■ What to do
Please write out every line of the rows below again, requests included, shifting each x and y point coordinate in the answers by -61. Leave the pictures out of your answer.

■ Given data

= = = = =

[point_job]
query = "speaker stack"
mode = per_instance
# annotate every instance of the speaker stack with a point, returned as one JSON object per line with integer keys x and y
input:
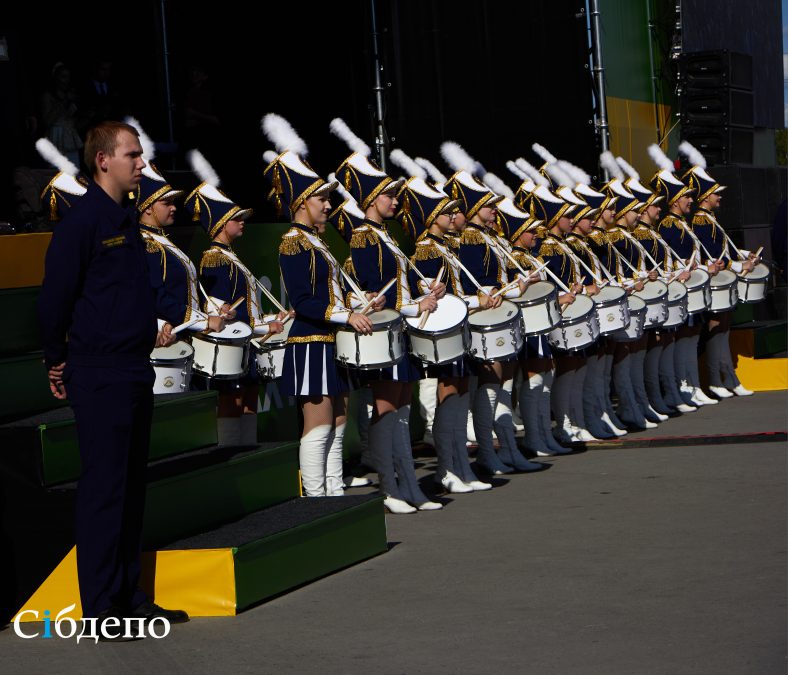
{"x": 716, "y": 105}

= = = = =

■ Result of the exercise
[point_job]
query = "speaker stack"
mode = per_instance
# annotate every instance of the speaker stack with a point, returned as one JSON object per line with integer keys x and y
input:
{"x": 655, "y": 44}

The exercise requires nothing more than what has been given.